* [Aim of the exercise] Output all of the entries exactly as written.

Records from a collection
========
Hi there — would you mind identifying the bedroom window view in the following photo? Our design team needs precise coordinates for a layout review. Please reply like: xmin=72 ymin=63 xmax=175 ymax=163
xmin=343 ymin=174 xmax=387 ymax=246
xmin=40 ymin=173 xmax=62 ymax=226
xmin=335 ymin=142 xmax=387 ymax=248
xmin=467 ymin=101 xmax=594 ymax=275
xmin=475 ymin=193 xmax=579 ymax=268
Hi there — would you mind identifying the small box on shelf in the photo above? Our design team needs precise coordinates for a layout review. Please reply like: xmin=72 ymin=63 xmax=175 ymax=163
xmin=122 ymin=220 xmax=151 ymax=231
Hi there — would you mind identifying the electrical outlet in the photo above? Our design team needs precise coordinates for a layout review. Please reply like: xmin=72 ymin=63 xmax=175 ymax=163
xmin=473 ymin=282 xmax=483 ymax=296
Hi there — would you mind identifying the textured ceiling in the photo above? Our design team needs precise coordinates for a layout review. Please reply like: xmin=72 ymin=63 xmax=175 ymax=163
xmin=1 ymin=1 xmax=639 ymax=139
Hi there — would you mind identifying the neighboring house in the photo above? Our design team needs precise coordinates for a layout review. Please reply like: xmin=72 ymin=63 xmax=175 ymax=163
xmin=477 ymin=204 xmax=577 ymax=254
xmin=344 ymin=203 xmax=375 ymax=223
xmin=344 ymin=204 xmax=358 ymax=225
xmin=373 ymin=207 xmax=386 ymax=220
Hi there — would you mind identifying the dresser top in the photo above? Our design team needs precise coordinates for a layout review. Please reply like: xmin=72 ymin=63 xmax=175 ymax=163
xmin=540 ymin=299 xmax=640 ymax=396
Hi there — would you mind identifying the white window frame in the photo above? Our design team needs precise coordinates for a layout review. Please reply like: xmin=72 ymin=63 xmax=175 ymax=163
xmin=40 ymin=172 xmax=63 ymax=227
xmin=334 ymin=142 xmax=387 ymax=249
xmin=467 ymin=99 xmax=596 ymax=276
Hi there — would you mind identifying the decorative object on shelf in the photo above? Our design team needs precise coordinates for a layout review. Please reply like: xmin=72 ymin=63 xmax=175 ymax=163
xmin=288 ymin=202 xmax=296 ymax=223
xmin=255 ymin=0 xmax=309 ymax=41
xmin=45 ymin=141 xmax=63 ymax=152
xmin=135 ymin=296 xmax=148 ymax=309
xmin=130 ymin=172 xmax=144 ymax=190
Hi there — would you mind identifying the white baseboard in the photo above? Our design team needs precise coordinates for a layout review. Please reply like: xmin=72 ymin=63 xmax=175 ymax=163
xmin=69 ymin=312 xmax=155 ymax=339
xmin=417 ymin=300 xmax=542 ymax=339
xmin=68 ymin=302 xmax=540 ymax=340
========
* [Reply]
Hi there — would you mind identifying the bedroom window view in the following photo? Our design team needs precise coordinates for a layout review. Please reply like: xmin=72 ymin=63 xmax=175 ymax=163
xmin=343 ymin=174 xmax=387 ymax=246
xmin=40 ymin=173 xmax=62 ymax=226
xmin=335 ymin=142 xmax=387 ymax=248
xmin=467 ymin=101 xmax=594 ymax=275
xmin=475 ymin=193 xmax=579 ymax=268
Hi there — would you mind identifying the small box on shelf in the photo above? Our design team needs precise coordinates for a layout review. Please reply like: xmin=72 ymin=63 xmax=175 ymax=163
xmin=122 ymin=220 xmax=151 ymax=231
Hi there — would you mind identifying the electrical outlet in the photo above? Our design team needs precise coordinates for a layout review. Please reply like: xmin=72 ymin=63 xmax=175 ymax=163
xmin=473 ymin=282 xmax=483 ymax=296
Hi there — would you mind identifying the textured ceiling in the photo above? Our design team needs precise coordinates for a layout review. Please reply like: xmin=72 ymin=63 xmax=175 ymax=163
xmin=1 ymin=1 xmax=639 ymax=139
Hi there — would you mind identifying the neighboring house in the photo above? Our design team needs precise coordinates for a layout review. Please reply like: xmin=72 ymin=63 xmax=175 ymax=163
xmin=477 ymin=204 xmax=577 ymax=254
xmin=344 ymin=203 xmax=375 ymax=223
xmin=344 ymin=204 xmax=358 ymax=225
xmin=373 ymin=207 xmax=386 ymax=220
Hi there — would you mind identifying the dresser top in the photo above? Our design team needs precise coordinates for a layout review. Please reply like: xmin=72 ymin=63 xmax=175 ymax=163
xmin=540 ymin=299 xmax=640 ymax=396
Hi there — would you mind identifying the white window frame in the photo above? Our design team needs precise coordinates for a layout review. Please reply like: xmin=72 ymin=63 xmax=175 ymax=163
xmin=40 ymin=172 xmax=63 ymax=227
xmin=334 ymin=142 xmax=387 ymax=249
xmin=467 ymin=99 xmax=596 ymax=276
Hi there — would you mind identifying the decorative object on shelf in the photo above? Our design team needs precise coordinates for a layout review. Please reply like: xmin=72 ymin=63 xmax=175 ymax=163
xmin=288 ymin=202 xmax=296 ymax=223
xmin=255 ymin=0 xmax=309 ymax=41
xmin=45 ymin=141 xmax=63 ymax=152
xmin=135 ymin=296 xmax=148 ymax=309
xmin=130 ymin=172 xmax=144 ymax=190
Hi there — would you mind identifying the white baseboard in the photo above? Our design team needs precise coordinates for a layout review. Please reply like: xmin=72 ymin=63 xmax=175 ymax=163
xmin=69 ymin=312 xmax=155 ymax=339
xmin=417 ymin=300 xmax=542 ymax=339
xmin=68 ymin=302 xmax=540 ymax=340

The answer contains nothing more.